* **Text section**
_ _ _ _
New Star Trek Coming to Theaters – Which Enterprise Looks Best on the Silver Screen
Star Trek can be thanked for saving science-fiction fans, space enthusiasts, and television and movie buffs, from having to accept a hubcap hanging from a string as the depiction of future space travel. The starship Enterprise, in its various incarnations over the last 47 years, made us feel as if we really were traveling through space, boldly going where no one had gone before. Vote for your favorite Enterprise in our online poll.
- Registry: NCC-1701
- Commander: James Tiberius Kirk
- Crew Complement: 430 – 435 (depending on source)
Perfection: noun. The quality or state of being perfect: a: freedom from fault or defect, the quality or state of being saintly, an exemplification of supreme excellence.
The original Enterprise NCC-1701, commanded by Captain Kirk in the 1960’s series, is the embodiment of perfection. It was light-years ahead of its time. The concept had never been seen before; a vessel with specific, dedicated engines, designated crew areas, life support systems, bays for auxiliary craft, emergency systems, command areas. It was perfect. There was purpose behind its design. Her crew of 435, or 430, depending on your source, was there for a reason. Engineers made their home in the Engine Room, where even an Admiral was merely a tolerated trespasser. Sickbay was brilliantly located in the safest area of her hull. Audiences had never seen anything like her. They truly felt as though they could be a part of the her crew, venturing to the unexplored corners of the galaxy.
- Registry: NCC-!701 and NCC-1701-A
- Commander: James T. Kirk, Captain Spock, Captain Willard Decker (for like an hour and a half)
- Crew Complement: 500
Until such time as we saw her slowly revealed through the beams and moorings of her temporary home in space dock in Star Trek: The Motion Picture, we had assumed that perfection was something that couldn’t be improved upon. We were glad to be wrong. The Enterprise refit is a masterpiece, not just aesthetically, but structurally, practically, and in believability. One could honestly accept they were looking at a plausible future spacecraft. When she first fired thrusters and departed space dock, audiences stood from their seats and cheered.
- Registry: NCC-1701-B
- Commander: Captain John Harriman
- Crew Complement: 800 (depending on source)
Okay, we fully understand that Star Trek:Generations was very top heavy on payroll for its legendary cast, and didn’t have much money left over for production. We can also fully appreciate that the Enterprise B would be an Excelsior class, or in this case a variation on the Excelsior. This had been assumed all along. We can also appreciate adding on to the hull so they could do damage to the ship in the “Nexus” scene, without having to do actual damage to the production model. Still, this Enterprise is pretty butt-ugly. The name deserved better.
_ _ _ _
* **Data**
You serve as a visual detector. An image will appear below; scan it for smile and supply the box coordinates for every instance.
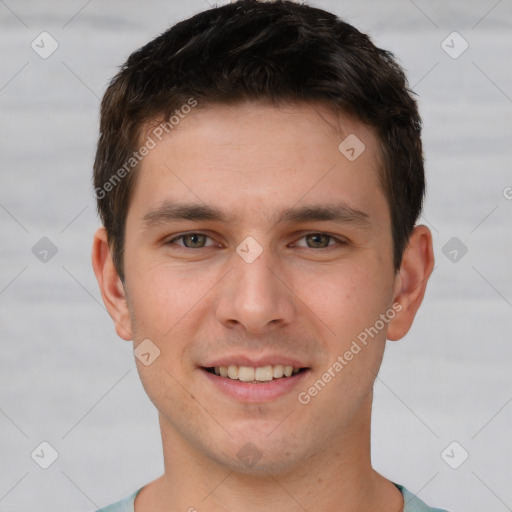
_ _ _ _
* **Prompt**
Continue the article on the starship Enterprise's screen versions from the point where it stops.

* **Task output**
- Registry: NCC-1701-C
- Commander: Captain Rachel Garret
- Crew Complement: Who cares?
Doesn’t even merit mention in this article. Please read on:
- Registry: NCC-1701-D
- Commander: Captain Jean-Luc Picard
- Crew Complement: 1,000
From my perspective, the Enterprise-D always looked like someone took the original Enterprise from the 1960’s and ran over it. The color scheme with the red bussard collectors, and the blue on the nacelles, very much paid tribute to the original starship. The rest of the ship borrowed from the original’s concept, and then just kind of squished it. The primary hull became flatter and wider. The secondary hull, rather than cylindrical, sported a little bulge, a little, shall we say, mid-life-crisis around the middle. It was a beautiful ship, and a credit to the line. Unfortunately, throughout her voyages, the effects artists never really photographed her from her best angles. As a result, her true size was never realized on the screen, and she never soared quite as true as her predecessors.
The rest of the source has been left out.